(Rows of box annotation data)
****************************************
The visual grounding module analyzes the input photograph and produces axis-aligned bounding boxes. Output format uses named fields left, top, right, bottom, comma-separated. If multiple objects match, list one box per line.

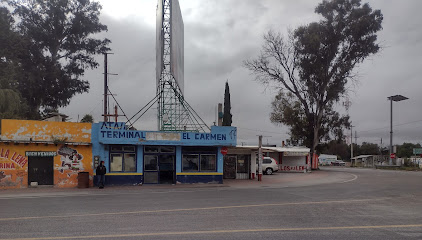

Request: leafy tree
left=244, top=0, right=383, bottom=165
left=8, top=0, right=110, bottom=118
left=270, top=91, right=350, bottom=147
left=397, top=143, right=421, bottom=158
left=81, top=114, right=94, bottom=123
left=0, top=7, right=27, bottom=119
left=223, top=82, right=232, bottom=126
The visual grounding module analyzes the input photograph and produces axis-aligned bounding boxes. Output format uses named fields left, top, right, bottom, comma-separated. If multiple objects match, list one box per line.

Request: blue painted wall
left=91, top=122, right=237, bottom=185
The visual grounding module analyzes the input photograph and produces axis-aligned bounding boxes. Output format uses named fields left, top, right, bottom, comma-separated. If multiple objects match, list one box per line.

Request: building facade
left=92, top=122, right=237, bottom=185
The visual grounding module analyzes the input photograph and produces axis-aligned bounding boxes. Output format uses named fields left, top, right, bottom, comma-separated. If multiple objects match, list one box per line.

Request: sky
left=60, top=0, right=422, bottom=147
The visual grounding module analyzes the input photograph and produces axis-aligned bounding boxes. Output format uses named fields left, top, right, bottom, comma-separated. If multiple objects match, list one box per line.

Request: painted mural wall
left=1, top=119, right=91, bottom=143
left=0, top=120, right=93, bottom=189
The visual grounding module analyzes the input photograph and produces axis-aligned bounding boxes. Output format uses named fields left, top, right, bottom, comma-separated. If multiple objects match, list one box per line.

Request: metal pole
left=350, top=125, right=353, bottom=162
left=103, top=53, right=108, bottom=122
left=388, top=98, right=393, bottom=165
left=258, top=135, right=262, bottom=181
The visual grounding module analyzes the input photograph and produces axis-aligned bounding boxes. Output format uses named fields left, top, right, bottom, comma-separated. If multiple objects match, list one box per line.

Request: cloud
left=62, top=0, right=422, bottom=145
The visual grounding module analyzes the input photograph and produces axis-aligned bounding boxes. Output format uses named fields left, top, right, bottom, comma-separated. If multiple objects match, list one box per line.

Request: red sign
left=220, top=147, right=227, bottom=155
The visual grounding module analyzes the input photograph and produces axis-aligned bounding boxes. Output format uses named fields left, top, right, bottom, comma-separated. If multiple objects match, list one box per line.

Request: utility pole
left=258, top=135, right=262, bottom=181
left=350, top=125, right=354, bottom=162
left=103, top=53, right=108, bottom=122
left=355, top=130, right=358, bottom=146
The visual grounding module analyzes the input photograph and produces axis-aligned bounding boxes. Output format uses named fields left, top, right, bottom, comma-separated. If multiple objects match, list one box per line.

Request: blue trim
left=94, top=175, right=144, bottom=186
left=176, top=175, right=223, bottom=184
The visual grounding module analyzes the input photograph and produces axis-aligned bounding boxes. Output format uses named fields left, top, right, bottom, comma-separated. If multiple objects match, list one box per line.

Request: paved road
left=0, top=167, right=422, bottom=240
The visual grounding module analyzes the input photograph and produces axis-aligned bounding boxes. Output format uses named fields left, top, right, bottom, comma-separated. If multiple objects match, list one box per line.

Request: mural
left=57, top=146, right=84, bottom=173
left=0, top=119, right=93, bottom=189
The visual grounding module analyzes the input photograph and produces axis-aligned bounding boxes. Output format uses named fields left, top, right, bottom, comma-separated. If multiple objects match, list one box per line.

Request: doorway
left=144, top=146, right=176, bottom=184
left=28, top=157, right=54, bottom=185
left=223, top=155, right=237, bottom=179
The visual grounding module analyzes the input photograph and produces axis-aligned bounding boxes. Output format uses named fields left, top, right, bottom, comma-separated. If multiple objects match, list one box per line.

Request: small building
left=318, top=154, right=337, bottom=166
left=92, top=122, right=237, bottom=185
left=351, top=155, right=389, bottom=167
left=0, top=119, right=92, bottom=189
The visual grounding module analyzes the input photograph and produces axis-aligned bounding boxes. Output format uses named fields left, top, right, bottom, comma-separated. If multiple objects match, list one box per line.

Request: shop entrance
left=144, top=146, right=176, bottom=184
left=28, top=157, right=54, bottom=185
left=223, top=155, right=237, bottom=179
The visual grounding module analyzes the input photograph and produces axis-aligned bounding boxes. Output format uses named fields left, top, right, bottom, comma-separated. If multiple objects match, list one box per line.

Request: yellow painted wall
left=1, top=119, right=91, bottom=143
left=0, top=119, right=93, bottom=189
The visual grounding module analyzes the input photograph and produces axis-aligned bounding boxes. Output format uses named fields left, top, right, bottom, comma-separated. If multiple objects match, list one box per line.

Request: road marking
left=0, top=198, right=391, bottom=221
left=340, top=173, right=358, bottom=183
left=3, top=224, right=422, bottom=240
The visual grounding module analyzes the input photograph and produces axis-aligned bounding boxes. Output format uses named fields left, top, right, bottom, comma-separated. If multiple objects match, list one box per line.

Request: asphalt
left=0, top=167, right=422, bottom=240
left=0, top=167, right=356, bottom=199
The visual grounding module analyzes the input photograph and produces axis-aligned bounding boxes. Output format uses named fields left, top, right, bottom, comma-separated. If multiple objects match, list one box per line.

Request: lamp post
left=387, top=95, right=409, bottom=165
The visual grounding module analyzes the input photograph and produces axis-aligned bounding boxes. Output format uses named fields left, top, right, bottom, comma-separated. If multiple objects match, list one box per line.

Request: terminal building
left=92, top=122, right=237, bottom=185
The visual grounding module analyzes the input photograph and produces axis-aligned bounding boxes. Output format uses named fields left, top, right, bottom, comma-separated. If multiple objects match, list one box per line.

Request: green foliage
left=81, top=114, right=94, bottom=123
left=244, top=0, right=383, bottom=154
left=223, top=82, right=232, bottom=126
left=270, top=91, right=350, bottom=148
left=0, top=7, right=28, bottom=119
left=4, top=0, right=110, bottom=118
left=0, top=89, right=28, bottom=119
left=355, top=142, right=380, bottom=156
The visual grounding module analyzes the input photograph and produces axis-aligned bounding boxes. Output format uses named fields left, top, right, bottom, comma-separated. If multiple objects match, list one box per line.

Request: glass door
left=158, top=155, right=175, bottom=184
left=144, top=155, right=158, bottom=183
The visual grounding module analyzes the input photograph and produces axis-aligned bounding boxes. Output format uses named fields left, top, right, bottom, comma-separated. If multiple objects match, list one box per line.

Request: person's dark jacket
left=96, top=165, right=107, bottom=175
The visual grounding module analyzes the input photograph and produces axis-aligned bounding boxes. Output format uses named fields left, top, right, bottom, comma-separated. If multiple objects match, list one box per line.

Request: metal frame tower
left=157, top=0, right=209, bottom=132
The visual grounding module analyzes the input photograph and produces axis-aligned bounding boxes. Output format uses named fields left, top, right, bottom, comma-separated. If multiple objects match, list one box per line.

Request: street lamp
left=387, top=95, right=409, bottom=166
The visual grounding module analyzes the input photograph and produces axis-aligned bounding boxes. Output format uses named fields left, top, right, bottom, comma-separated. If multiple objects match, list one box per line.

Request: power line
left=237, top=127, right=285, bottom=135
left=359, top=120, right=422, bottom=133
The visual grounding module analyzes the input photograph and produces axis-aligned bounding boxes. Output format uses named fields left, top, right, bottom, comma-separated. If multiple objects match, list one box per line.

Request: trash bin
left=78, top=172, right=89, bottom=188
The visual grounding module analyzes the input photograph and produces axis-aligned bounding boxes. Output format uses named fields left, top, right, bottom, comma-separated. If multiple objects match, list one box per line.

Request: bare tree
left=244, top=0, right=383, bottom=166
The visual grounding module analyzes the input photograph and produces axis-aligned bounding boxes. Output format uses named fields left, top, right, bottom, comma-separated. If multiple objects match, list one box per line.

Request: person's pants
left=97, top=175, right=105, bottom=186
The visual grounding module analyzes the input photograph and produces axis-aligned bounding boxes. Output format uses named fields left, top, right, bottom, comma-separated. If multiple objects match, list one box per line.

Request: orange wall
left=1, top=119, right=91, bottom=143
left=0, top=119, right=93, bottom=189
left=0, top=143, right=93, bottom=189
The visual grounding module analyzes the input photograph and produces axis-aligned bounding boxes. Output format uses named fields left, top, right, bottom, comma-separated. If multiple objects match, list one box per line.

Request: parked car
left=331, top=160, right=346, bottom=166
left=256, top=157, right=278, bottom=175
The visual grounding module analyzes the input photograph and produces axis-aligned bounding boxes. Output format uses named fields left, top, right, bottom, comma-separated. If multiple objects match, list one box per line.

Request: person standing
left=96, top=161, right=107, bottom=188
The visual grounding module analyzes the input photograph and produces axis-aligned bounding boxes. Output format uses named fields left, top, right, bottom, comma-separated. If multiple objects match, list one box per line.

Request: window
left=236, top=154, right=251, bottom=173
left=201, top=154, right=217, bottom=171
left=182, top=147, right=217, bottom=172
left=144, top=155, right=158, bottom=171
left=110, top=153, right=123, bottom=172
left=182, top=154, right=199, bottom=172
left=110, top=146, right=136, bottom=172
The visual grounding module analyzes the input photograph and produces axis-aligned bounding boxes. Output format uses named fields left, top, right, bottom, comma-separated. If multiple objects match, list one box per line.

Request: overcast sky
left=61, top=0, right=422, bottom=146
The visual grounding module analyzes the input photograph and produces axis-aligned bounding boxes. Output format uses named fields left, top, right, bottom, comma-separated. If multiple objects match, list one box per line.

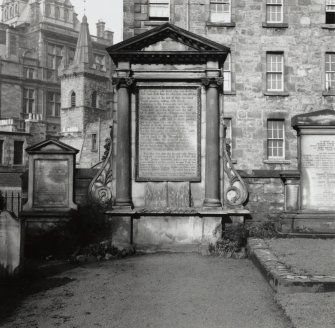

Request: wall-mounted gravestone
left=292, top=110, right=335, bottom=211
left=24, top=139, right=78, bottom=212
left=284, top=109, right=335, bottom=233
left=0, top=211, right=23, bottom=278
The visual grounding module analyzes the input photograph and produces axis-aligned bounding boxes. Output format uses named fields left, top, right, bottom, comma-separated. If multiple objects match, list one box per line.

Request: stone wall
left=124, top=0, right=335, bottom=171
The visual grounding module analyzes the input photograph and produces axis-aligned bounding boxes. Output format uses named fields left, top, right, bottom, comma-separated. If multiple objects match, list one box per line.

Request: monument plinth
left=285, top=110, right=335, bottom=233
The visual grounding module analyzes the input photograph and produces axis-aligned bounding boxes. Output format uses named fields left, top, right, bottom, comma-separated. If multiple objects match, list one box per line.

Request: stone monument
left=283, top=109, right=335, bottom=233
left=97, top=23, right=247, bottom=251
left=0, top=211, right=24, bottom=279
left=22, top=139, right=78, bottom=251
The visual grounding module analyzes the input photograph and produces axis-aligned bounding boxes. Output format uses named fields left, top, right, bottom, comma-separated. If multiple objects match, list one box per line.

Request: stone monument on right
left=282, top=109, right=335, bottom=234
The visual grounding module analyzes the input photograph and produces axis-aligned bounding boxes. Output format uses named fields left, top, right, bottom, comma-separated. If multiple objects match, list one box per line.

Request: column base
left=203, top=198, right=222, bottom=207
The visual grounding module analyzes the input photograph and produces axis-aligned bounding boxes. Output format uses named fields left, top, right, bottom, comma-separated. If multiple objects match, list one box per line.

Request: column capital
left=201, top=77, right=223, bottom=88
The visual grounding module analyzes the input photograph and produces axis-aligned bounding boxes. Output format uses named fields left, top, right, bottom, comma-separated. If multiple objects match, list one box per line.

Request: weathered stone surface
left=137, top=87, right=200, bottom=181
left=0, top=211, right=23, bottom=278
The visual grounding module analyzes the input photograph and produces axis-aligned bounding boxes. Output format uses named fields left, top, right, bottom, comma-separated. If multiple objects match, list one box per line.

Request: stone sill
left=263, top=159, right=291, bottom=165
left=263, top=91, right=290, bottom=97
left=262, top=22, right=288, bottom=28
left=322, top=90, right=335, bottom=97
left=144, top=20, right=168, bottom=26
left=223, top=91, right=236, bottom=96
left=206, top=22, right=236, bottom=27
left=321, top=24, right=335, bottom=30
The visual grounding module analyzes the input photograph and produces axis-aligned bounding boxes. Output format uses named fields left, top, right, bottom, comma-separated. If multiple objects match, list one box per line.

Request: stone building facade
left=0, top=0, right=113, bottom=136
left=124, top=0, right=335, bottom=220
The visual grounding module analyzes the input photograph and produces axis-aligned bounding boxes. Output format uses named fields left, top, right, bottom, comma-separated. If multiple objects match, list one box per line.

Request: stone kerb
left=248, top=238, right=335, bottom=293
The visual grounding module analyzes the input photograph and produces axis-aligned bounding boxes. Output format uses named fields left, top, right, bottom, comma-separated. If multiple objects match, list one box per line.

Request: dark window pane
left=326, top=11, right=335, bottom=24
left=14, top=141, right=23, bottom=165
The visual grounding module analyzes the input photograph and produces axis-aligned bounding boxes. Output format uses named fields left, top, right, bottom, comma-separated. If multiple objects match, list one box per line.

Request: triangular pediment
left=107, top=23, right=230, bottom=63
left=26, top=139, right=79, bottom=154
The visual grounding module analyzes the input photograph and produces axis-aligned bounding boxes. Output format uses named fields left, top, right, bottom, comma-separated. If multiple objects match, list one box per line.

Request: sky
left=70, top=0, right=123, bottom=44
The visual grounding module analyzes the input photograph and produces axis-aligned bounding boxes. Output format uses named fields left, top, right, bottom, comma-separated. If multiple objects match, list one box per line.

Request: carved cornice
left=201, top=77, right=223, bottom=88
left=113, top=77, right=136, bottom=89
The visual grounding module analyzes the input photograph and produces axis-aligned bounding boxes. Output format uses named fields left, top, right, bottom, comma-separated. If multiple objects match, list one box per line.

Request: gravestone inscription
left=34, top=159, right=69, bottom=207
left=301, top=135, right=335, bottom=211
left=137, top=87, right=200, bottom=181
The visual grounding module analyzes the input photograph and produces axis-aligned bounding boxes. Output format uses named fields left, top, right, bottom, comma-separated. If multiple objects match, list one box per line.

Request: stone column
left=202, top=74, right=223, bottom=207
left=115, top=72, right=134, bottom=207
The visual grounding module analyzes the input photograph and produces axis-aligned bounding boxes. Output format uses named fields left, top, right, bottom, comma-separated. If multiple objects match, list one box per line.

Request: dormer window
left=91, top=91, right=97, bottom=108
left=149, top=0, right=170, bottom=21
left=71, top=91, right=76, bottom=107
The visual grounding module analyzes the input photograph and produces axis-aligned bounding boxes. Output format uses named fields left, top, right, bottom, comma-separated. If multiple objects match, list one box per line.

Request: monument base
****************************************
Return every line from the records above that contains the word "blue". Case counts.

Request: blue painted wall
Request: blue trim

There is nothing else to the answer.